[Start Dataset excerpts]

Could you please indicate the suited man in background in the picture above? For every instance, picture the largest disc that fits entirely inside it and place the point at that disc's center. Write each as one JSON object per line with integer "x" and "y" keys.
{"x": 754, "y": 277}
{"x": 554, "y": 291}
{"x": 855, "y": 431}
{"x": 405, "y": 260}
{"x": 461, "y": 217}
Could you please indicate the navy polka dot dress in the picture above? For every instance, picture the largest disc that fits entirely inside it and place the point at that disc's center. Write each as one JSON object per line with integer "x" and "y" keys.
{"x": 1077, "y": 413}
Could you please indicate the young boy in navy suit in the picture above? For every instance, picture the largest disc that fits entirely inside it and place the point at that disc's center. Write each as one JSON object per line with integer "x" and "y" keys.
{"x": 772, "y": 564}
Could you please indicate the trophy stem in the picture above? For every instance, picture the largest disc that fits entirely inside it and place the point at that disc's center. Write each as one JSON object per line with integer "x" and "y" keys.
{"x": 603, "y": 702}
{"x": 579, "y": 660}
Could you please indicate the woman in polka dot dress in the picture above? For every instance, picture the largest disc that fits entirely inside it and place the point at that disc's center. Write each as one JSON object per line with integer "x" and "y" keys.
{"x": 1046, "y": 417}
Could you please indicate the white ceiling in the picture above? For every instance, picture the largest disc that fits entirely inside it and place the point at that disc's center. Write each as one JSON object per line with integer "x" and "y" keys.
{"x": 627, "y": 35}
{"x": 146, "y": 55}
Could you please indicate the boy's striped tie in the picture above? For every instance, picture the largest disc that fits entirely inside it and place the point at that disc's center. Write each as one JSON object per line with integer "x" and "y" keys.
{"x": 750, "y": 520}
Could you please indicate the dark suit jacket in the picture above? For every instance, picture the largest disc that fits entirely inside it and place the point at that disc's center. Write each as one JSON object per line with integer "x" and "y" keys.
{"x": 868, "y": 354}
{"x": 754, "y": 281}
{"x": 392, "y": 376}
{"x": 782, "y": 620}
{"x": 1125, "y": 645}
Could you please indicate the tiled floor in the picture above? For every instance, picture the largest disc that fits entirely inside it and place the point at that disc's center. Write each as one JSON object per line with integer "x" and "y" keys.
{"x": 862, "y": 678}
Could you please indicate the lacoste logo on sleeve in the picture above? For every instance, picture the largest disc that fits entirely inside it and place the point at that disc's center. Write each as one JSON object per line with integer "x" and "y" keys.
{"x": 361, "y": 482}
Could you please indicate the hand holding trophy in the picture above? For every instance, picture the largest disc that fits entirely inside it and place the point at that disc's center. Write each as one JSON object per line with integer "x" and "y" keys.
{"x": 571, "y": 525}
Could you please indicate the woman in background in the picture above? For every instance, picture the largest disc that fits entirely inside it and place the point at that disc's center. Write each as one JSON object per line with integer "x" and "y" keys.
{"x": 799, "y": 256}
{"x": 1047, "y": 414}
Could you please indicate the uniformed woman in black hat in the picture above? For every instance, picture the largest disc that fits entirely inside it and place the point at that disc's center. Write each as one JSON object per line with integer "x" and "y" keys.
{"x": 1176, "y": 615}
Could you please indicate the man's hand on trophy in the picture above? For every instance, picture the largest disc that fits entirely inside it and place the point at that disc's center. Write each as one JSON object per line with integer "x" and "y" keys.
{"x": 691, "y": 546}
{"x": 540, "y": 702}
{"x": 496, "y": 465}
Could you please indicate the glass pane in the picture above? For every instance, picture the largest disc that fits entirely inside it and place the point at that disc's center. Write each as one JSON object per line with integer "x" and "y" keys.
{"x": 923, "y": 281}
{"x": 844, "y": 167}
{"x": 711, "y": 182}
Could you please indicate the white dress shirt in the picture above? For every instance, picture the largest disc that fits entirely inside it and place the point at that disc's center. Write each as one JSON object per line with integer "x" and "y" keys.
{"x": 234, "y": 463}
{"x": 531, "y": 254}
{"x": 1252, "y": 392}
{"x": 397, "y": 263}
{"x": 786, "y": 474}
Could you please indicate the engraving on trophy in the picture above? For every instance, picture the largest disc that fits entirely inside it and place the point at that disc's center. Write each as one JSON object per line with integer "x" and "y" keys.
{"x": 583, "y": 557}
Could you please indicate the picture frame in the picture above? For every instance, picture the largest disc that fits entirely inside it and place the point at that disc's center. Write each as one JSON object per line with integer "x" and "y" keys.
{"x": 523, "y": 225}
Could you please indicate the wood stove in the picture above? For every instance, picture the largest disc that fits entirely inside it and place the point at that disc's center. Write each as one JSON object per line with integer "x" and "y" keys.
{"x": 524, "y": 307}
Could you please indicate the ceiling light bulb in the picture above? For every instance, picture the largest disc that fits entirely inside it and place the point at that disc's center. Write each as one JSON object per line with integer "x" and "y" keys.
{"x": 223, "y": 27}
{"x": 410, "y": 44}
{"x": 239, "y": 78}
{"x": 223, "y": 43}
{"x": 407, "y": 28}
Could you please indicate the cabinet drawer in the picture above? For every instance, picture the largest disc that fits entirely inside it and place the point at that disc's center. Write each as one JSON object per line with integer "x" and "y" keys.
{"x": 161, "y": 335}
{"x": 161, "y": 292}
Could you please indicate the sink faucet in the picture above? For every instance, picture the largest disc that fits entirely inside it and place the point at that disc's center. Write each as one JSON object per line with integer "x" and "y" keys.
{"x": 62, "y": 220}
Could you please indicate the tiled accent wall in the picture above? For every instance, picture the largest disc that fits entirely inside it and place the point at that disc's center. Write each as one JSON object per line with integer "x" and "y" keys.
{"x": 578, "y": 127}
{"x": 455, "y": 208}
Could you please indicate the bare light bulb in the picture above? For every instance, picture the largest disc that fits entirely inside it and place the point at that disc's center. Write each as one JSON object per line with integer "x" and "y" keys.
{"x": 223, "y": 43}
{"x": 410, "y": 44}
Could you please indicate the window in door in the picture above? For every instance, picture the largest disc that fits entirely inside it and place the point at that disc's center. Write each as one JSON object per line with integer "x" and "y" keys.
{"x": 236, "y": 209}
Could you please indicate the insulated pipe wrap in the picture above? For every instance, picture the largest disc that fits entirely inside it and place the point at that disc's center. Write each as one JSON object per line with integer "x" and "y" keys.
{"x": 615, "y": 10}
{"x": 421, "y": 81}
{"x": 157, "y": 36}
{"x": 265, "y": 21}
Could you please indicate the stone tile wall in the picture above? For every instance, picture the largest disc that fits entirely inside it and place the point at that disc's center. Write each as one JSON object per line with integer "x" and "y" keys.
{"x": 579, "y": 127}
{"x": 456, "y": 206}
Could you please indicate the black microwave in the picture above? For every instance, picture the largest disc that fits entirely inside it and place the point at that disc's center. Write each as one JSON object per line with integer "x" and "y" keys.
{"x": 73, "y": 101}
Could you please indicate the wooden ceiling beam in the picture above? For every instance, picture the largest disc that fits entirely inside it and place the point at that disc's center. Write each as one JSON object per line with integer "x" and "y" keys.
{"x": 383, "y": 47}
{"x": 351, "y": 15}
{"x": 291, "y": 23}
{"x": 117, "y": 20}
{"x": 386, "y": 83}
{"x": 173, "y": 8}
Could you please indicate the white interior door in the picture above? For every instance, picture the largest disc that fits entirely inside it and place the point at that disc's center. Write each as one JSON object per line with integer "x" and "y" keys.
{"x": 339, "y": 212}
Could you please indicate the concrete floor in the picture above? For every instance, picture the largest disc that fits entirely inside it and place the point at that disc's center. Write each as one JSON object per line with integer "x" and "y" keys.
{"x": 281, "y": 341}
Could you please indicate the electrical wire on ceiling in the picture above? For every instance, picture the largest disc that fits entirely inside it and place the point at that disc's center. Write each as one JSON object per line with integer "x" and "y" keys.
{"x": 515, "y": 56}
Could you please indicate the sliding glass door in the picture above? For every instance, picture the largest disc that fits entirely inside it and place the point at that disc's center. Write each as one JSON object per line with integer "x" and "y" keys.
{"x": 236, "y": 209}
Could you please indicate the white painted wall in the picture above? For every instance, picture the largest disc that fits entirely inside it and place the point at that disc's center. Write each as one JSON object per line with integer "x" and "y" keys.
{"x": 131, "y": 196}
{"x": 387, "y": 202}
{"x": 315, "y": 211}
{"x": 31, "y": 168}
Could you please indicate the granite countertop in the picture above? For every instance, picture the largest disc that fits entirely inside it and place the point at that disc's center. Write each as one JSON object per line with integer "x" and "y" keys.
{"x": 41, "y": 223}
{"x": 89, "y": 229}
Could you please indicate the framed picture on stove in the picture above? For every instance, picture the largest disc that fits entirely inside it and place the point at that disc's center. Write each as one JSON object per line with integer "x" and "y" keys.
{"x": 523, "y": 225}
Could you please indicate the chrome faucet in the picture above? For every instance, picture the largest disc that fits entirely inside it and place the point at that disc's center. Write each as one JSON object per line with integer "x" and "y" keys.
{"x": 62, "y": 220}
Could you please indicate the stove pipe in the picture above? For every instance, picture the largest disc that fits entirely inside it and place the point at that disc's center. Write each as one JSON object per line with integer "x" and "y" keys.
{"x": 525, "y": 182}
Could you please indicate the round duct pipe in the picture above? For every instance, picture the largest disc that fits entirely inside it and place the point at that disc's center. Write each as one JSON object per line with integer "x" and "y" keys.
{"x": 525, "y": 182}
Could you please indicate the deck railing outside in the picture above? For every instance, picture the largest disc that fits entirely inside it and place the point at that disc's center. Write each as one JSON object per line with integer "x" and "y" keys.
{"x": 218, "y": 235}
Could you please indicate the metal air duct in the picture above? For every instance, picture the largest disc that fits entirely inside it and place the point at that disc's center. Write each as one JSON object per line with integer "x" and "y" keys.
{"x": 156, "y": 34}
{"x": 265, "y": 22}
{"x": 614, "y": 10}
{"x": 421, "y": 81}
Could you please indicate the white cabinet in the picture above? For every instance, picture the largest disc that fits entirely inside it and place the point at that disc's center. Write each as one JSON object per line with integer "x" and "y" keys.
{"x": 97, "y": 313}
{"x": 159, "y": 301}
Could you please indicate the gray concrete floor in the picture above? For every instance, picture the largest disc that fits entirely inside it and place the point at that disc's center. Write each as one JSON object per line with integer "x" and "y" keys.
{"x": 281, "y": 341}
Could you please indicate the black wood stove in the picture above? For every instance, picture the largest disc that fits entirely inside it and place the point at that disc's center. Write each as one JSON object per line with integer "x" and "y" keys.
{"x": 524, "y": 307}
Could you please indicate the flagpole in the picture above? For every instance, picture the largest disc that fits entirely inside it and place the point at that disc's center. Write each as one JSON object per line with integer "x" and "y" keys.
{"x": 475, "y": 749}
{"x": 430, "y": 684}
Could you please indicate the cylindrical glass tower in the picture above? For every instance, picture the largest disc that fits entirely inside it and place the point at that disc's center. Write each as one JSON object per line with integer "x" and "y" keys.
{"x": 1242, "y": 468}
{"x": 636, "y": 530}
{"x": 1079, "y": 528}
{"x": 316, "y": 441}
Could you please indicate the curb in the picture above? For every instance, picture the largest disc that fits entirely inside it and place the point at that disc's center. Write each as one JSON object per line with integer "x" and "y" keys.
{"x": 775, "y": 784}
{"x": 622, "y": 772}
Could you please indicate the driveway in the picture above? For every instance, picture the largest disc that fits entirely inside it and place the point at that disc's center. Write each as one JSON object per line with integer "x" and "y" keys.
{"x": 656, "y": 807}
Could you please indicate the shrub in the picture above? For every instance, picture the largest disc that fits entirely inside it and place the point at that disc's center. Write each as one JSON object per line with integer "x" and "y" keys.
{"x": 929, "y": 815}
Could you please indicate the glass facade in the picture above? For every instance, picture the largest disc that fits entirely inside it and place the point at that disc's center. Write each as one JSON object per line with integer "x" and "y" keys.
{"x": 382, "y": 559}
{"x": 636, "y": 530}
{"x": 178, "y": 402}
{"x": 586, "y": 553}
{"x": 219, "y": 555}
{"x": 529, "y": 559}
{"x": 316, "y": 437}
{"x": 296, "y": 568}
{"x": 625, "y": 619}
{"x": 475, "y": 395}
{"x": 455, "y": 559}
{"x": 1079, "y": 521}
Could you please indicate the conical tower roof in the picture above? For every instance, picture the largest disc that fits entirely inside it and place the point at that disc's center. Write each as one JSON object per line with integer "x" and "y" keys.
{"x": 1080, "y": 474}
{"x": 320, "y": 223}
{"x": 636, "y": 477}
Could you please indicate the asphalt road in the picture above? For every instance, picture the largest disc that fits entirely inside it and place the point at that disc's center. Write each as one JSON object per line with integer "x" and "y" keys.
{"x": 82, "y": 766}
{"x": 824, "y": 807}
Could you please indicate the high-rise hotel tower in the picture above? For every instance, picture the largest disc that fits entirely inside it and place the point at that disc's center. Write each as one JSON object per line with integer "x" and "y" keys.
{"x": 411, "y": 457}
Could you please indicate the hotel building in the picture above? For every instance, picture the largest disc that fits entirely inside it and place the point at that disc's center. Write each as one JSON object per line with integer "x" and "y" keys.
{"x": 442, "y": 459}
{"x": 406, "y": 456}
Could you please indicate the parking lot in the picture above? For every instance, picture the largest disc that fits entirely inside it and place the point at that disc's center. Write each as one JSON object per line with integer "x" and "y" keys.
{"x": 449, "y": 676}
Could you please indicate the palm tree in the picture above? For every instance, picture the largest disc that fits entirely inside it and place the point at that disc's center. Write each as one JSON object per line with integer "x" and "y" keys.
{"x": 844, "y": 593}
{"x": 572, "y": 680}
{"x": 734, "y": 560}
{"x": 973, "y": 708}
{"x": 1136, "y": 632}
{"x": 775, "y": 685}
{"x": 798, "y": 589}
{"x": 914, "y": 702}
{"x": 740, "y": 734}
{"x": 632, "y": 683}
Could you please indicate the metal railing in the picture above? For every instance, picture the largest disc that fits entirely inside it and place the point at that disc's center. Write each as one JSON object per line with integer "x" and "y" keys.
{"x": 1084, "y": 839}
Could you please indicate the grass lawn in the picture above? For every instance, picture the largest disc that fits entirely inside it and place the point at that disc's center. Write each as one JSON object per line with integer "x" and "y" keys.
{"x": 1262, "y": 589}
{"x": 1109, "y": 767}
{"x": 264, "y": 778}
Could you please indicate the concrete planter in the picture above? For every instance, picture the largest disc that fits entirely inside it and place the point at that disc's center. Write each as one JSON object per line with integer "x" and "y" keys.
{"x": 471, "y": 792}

[End Dataset excerpts]

• [What you have to do]: Reproduce the data from the line containing "Could you please indicate the hotel" through the end of the data, changing "parking lot" to "car park" and keeping everything else the same.

• [Full output]:
Could you please indicate the hotel building in the picture above? For every instance, picture the largest disc that fits entirely inside it and place the point at that disc's center. Write each as one JSON object per line with integer "x" and "y" keys.
{"x": 442, "y": 459}
{"x": 406, "y": 456}
Could you please indicate the car park in the picture above? For every instance, picture the largest disc that fits entirely inside it and place the point at that disc's center. Write each as one JSON object per line with integer "x" and "y" keys.
{"x": 449, "y": 676}
Could you please indicate the palm tree in the picture above? For every instance, picture the largest disc that fits entirely inside it and place the point at that disc's center. Write each as one JSON object per line with integer "x" and "y" keys.
{"x": 844, "y": 593}
{"x": 572, "y": 680}
{"x": 734, "y": 560}
{"x": 973, "y": 708}
{"x": 1136, "y": 632}
{"x": 775, "y": 685}
{"x": 798, "y": 589}
{"x": 914, "y": 702}
{"x": 740, "y": 734}
{"x": 632, "y": 683}
Could you please indicate the metal railing in the picture above? For every instance, picture the largest disc that fits entirely inside it and place the point at that disc's center. Write each as one JSON object per line with integer "x" and "y" keys.
{"x": 1084, "y": 839}
Could you please indicate the grass lawn in the picture above? For every instance, picture the largest disc that fits entirely inside it and place the point at that disc's center. Write each as one JSON object per line with integer "x" and "y" keys.
{"x": 1262, "y": 589}
{"x": 1109, "y": 767}
{"x": 264, "y": 778}
Could you please indicate the concrete planter in the picture above? For every instance, picture the largest disc that fits entirely inside it and place the point at that disc's center. Write each as one JSON object per line with integer "x" and "y" keys.
{"x": 471, "y": 792}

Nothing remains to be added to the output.